§ **SET EXERCISE**:
Render into Spanish this sentence from the abstract on STEAM education: "Concurrently, it is observed that insufficient attention is presently given to what STEM disciplines might contribute to the arts."

§ **SELECTED EXTRACT**:
## BEGIN

Concerns regarding America's standing as a globally competitive innovator have spurred a growing interest in STEAM (STEM + the Arts) education. Set against this context, this paper uses collaborative autoethnographic techniques to uncover and explore some of the possibilities and pitfalls of STEAM-inspired learning. Data for the study entails an email exchange between the first two authors of this paper, instructors from environmental and art education, respectively, who co-taught a transdisciplinary, split-level, design studio in fall of 2012. In line with the research approach, the emails describe "epiphanies" that were experienced in the process of facilitating the design studio which included students from Art Education, Environmental and Civil Engineering, and Landscape Architecture. Key possibilities and pitfalls identified in the analysis of the emails center around the question of how STEM disciplines and the arts might be thoughtfully integrated in a reciprocal manner. Specifically, the paper highlights potential difficulties associated with current understandings of STEAM education which, almost without exception, focus on the sole objective of calling upon the arts to increase the creativity of STEM majors. Concurrently, it is observed that insufficient attention is presently given to what STEM disciplines might contribute to the arts.

## END

§ **GIVEN DATA**:
## BEGIN

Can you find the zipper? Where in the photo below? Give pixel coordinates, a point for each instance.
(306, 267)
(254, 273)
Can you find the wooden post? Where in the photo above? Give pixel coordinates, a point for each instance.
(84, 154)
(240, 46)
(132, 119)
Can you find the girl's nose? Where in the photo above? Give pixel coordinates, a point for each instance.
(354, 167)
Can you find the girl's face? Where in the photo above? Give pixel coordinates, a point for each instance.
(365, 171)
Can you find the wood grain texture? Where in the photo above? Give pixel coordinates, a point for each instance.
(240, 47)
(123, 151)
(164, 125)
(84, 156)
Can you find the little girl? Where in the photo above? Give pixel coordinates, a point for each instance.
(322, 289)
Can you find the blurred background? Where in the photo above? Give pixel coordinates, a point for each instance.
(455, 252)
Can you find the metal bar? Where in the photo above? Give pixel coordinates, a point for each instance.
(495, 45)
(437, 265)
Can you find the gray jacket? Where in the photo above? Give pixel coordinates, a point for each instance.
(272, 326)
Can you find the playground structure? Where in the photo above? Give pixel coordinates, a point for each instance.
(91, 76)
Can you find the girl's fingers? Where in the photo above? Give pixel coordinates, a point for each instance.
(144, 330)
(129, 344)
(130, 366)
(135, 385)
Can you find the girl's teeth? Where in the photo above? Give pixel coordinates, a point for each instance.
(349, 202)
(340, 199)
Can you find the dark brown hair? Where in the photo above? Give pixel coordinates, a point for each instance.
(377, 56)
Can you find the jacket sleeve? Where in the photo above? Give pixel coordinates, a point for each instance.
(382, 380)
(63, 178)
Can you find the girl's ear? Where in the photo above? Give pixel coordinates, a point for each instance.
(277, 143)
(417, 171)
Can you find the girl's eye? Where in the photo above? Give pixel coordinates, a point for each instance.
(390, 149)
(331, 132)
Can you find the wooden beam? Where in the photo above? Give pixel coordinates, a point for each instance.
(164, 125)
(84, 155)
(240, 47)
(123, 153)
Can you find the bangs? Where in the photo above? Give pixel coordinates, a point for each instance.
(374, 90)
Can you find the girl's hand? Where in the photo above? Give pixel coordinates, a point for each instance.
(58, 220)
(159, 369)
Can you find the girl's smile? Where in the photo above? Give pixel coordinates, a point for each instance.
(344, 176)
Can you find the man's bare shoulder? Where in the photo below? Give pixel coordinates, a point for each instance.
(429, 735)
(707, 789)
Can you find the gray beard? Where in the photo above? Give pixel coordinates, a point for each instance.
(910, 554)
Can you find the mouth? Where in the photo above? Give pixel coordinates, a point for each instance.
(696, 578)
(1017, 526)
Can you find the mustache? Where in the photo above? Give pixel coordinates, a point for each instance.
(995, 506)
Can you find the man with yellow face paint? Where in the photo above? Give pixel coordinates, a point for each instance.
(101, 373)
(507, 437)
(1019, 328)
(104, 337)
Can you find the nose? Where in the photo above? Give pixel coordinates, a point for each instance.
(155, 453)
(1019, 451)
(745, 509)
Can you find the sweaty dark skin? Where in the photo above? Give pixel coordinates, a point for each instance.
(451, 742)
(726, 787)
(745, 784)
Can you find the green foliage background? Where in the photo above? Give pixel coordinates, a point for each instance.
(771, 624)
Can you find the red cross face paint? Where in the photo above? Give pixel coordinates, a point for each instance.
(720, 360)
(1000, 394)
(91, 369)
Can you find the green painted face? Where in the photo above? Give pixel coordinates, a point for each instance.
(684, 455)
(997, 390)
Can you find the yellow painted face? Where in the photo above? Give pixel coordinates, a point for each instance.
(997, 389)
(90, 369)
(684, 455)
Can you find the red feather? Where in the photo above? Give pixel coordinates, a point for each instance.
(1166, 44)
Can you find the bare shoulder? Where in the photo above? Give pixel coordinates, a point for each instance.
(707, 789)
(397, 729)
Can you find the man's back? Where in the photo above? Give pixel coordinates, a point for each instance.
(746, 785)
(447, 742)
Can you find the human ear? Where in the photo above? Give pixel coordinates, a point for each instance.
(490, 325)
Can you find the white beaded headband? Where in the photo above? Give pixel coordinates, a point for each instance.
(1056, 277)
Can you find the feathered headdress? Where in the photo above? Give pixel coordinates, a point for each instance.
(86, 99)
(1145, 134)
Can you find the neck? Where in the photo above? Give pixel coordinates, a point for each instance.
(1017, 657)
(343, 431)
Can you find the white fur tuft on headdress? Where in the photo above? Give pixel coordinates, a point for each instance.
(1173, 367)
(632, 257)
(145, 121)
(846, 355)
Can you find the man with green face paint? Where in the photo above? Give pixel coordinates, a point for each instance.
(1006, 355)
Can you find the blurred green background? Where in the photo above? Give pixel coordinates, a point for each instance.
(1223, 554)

## END

§ **FULL SOLUTION**:
Al mismo tiempo, se observa que actualmente se presta una atención insuficiente a lo que las disciplinas STEM podrían aportar a las artes.